# Exercise:
Write out the whole listing below word for word, leaving out the pictures.

# Input:
* * * * * * * * *
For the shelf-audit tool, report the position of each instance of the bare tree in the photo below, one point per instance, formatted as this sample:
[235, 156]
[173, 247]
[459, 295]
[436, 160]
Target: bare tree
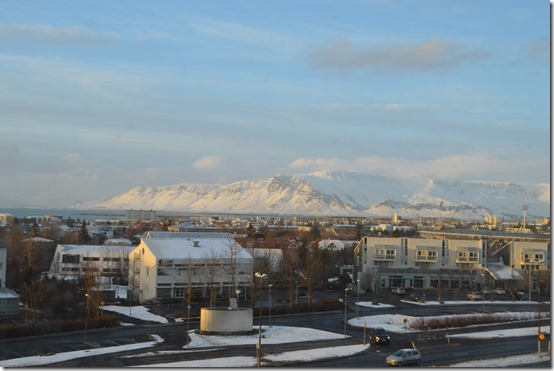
[34, 295]
[313, 271]
[231, 256]
[290, 265]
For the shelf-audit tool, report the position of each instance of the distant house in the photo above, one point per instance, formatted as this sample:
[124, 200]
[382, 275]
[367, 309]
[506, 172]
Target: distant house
[165, 264]
[333, 245]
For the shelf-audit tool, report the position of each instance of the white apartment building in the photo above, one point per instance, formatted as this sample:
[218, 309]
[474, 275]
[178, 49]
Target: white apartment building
[165, 264]
[454, 263]
[418, 263]
[71, 261]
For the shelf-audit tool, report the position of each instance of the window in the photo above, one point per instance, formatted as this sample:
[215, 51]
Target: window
[163, 292]
[70, 259]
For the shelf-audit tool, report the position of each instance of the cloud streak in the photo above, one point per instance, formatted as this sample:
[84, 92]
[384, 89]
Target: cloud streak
[424, 56]
[208, 162]
[55, 35]
[474, 166]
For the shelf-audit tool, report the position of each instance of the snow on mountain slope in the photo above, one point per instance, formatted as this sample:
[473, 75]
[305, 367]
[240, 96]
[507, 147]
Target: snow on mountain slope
[344, 193]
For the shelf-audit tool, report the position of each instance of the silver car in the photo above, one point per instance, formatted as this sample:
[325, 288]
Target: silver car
[404, 357]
* * * * * * * * *
# Response to this exercise:
For the shelf-audit tool, report the position of each instance of the bare tree in the photo below, one point per instance, formatted as this sample:
[235, 156]
[173, 247]
[459, 295]
[436, 160]
Target: bare tree
[34, 295]
[313, 271]
[231, 256]
[290, 265]
For the shelf-audit tool, report the position of each instance of the distant house in the photo above, one point per instance, formatted as this sample:
[124, 200]
[382, 275]
[367, 309]
[506, 172]
Target: distant house
[165, 264]
[333, 245]
For the shelf-audit tool, report the position of each instance of the white apartment building in the photo above, one point per instance, formatted as this sample:
[218, 309]
[474, 275]
[178, 49]
Target: white apartment building
[165, 264]
[454, 263]
[418, 263]
[71, 261]
For the shelf-audit tool, report the position of each instance of the window in the photo above, one point per instance, formatted as this sample:
[215, 51]
Target: window
[163, 292]
[70, 259]
For the shelf-audit tool, report the position of each instance of the cloud streak in the photo above, one point per instance, formatted as this sample:
[84, 92]
[384, 89]
Target: cloud streak
[424, 56]
[208, 162]
[55, 35]
[474, 166]
For the shelf-audit tool, report the position of each instance of the snow on mountain slope in the photo above, one point per instance, formatted as this sample:
[473, 75]
[305, 367]
[240, 96]
[507, 147]
Target: snow on mountain slope
[344, 193]
For the shelf-audit tool, report the position of each instance of the silver car in the photo above, one point per instance, formatted as this sample:
[325, 288]
Target: silver car
[404, 357]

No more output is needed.